┌─ TEXT PASSAGE

The Context and Challenges for Canada’s Mid-Sized Cities

Authors

  • Almos T. Tassony University of Calgary

DOI:

https://doi.org/10.11575/sppp.v10i0.42622

Abstract

All Canadian cities face fiscal and governance problems unique to their individual sizes, economies, housing situations and population demographics. This paper examines how mid-sized cities, with populations between 300,000 and two million, can strive to innovate, to act autonomously and to implement complex policies and programs within larger constraints — capabilities of which other levels of government need to be more cognizant. Yet, while provincial and federal regulations would seem to often block mid-sized cities’ capabilities for policy-making, they also offer a solid basis from which to operate. Property taxes provide stable revenue sources while constraints on borrowing mean protection for cities’ credit ratings along with access to capital markets. The challenge is forging a workable balance between constraint from without and a move toward autonomy from within.
Municipal governments in Canada typically maintain balanced budgets, but they are also subject to restraints on transfer payments imposed by their provincial governments. How the cities then allocate that money is determined by various factors. These include whether they have large populations of immigrants or the elderly to serve, the basis for the local economy — such as whether it is fuelled by resources, manufacturing or service industries — the degree of homelessness, relationships with public-sector unions, and the costs of compliance to federal standards for such things as wastewater. Unfunded liabilities may also put pressure on a city’s payroll and create an actuarial deficit for its pension plans, resulting in tighter provincial scrutiny.
A city’s fiscal health can be assessed by the ways in which it meets the basic criteria of sustainability, flexibility and vulnerability. Sustainability measures how

well a municipality maintains its financial obligations to creditors and the public via the services it provides. Flexibility entails how much it can increase its levels of debt and taxes, while vulnerability reflects the way the city is affected by provincial limits on transfer payments and outside factors beyond its control that influence its economy.
Cities do have room to innovate within their provincial and economic constraints, however. They can move away from their reliance on property tax revenue by shifting to alternatives such as a greater reliance on user fees or they can piggy-back on taxes imposed by other levels of government where these are permitted. Many of these options have yet to be explored.

└─

Duplicate the part of the abstract on Canada's mid-sized cities that starts at "A city’s fiscal" and ends after "to be explored.".

┌─ EXCERPTED DATA

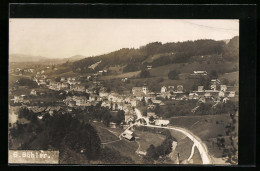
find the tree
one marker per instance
(57, 79)
(213, 74)
(151, 153)
(173, 75)
(144, 74)
(225, 81)
(151, 118)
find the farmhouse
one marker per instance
(163, 89)
(200, 72)
(33, 92)
(160, 122)
(78, 88)
(193, 96)
(138, 90)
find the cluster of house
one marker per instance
(217, 92)
(20, 99)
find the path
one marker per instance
(197, 142)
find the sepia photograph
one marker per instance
(123, 91)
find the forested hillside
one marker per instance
(158, 54)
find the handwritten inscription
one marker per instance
(33, 156)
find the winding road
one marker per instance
(196, 140)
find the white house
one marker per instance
(33, 92)
(223, 88)
(163, 89)
(160, 122)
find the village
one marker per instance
(140, 96)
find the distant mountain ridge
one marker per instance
(35, 59)
(158, 54)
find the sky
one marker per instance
(62, 38)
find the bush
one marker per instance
(173, 75)
(144, 74)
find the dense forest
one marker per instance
(180, 52)
(72, 135)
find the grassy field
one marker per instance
(189, 68)
(126, 148)
(196, 157)
(104, 134)
(232, 76)
(207, 128)
(147, 138)
(184, 147)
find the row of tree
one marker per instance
(179, 52)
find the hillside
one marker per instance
(158, 54)
(23, 59)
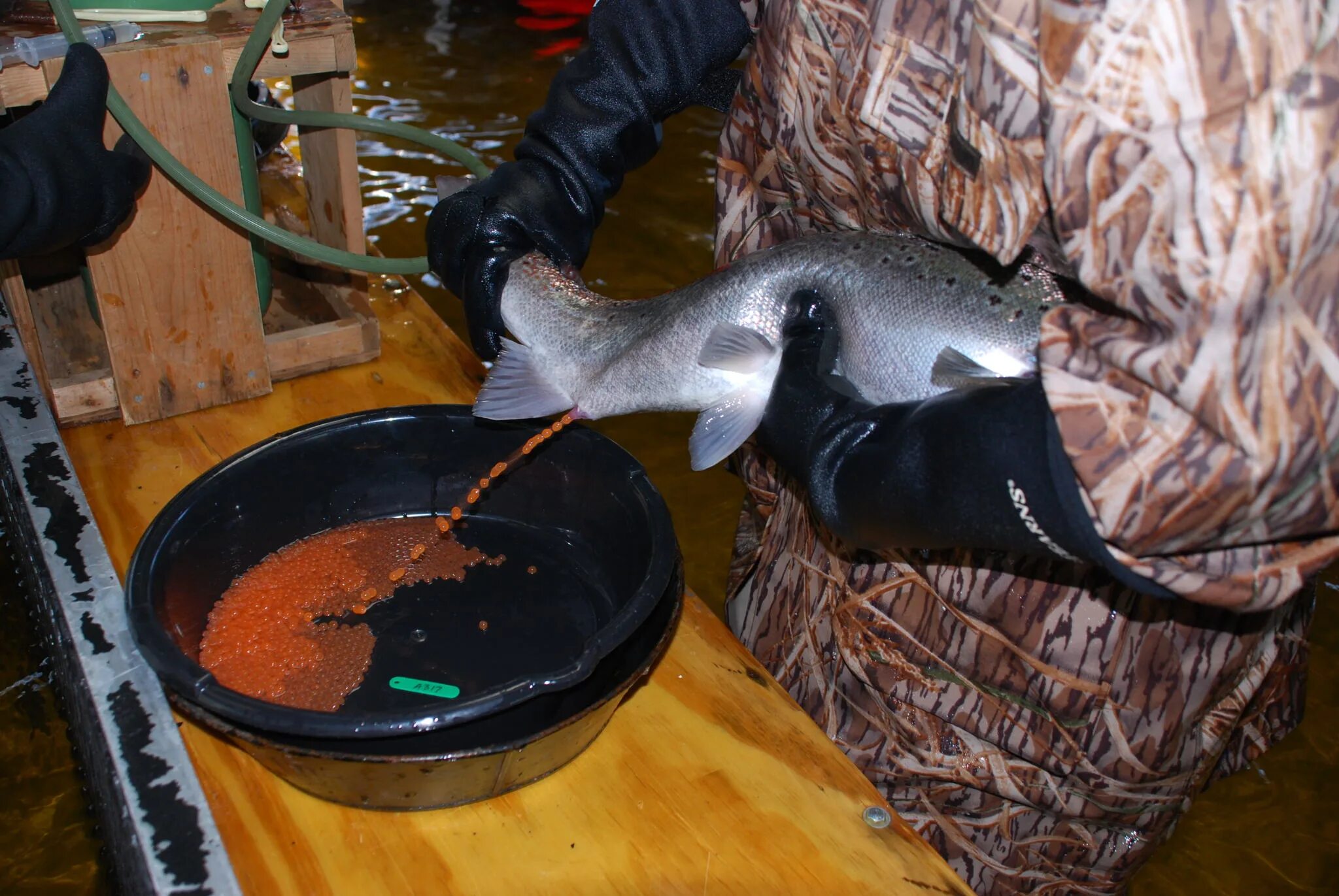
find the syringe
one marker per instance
(34, 50)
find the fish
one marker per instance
(915, 318)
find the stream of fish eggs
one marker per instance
(276, 634)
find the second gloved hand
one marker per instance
(62, 185)
(646, 61)
(975, 468)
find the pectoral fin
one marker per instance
(737, 348)
(516, 390)
(724, 426)
(955, 370)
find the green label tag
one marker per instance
(420, 686)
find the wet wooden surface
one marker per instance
(707, 780)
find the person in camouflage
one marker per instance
(1042, 710)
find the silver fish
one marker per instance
(915, 319)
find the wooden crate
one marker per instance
(171, 320)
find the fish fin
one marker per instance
(736, 348)
(724, 426)
(955, 370)
(516, 390)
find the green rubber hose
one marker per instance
(252, 199)
(228, 209)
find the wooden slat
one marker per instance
(85, 398)
(20, 311)
(177, 288)
(315, 348)
(320, 41)
(330, 162)
(709, 778)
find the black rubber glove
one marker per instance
(646, 59)
(978, 468)
(62, 185)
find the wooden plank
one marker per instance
(71, 339)
(315, 348)
(85, 398)
(176, 288)
(330, 164)
(319, 39)
(20, 312)
(707, 777)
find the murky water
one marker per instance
(469, 70)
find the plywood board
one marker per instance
(176, 287)
(709, 778)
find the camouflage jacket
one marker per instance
(1040, 723)
(1180, 158)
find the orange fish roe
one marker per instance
(262, 638)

└─

## EXERCISE ANSWER
A city’s fiscal health can be assessed by the ways in which it meets the basic criteria of sustainability, flexibility and vulnerability. Sustainability measures how

well a municipality maintains its financial obligations to creditors and the public via the services it provides. Flexibility entails how much it can increase its levels of debt and taxes, while vulnerability reflects the way the city is affected by provincial limits on transfer payments and outside factors beyond its control that influence its economy.
Cities do have room to innovate within their provincial and economic constraints, however. They can move away from their reliance on property tax revenue by shifting to alternatives such as a greater reliance on user fees or they can piggy-back on taxes imposed by other levels of government where these are permitted. Many of these options have yet to be explored.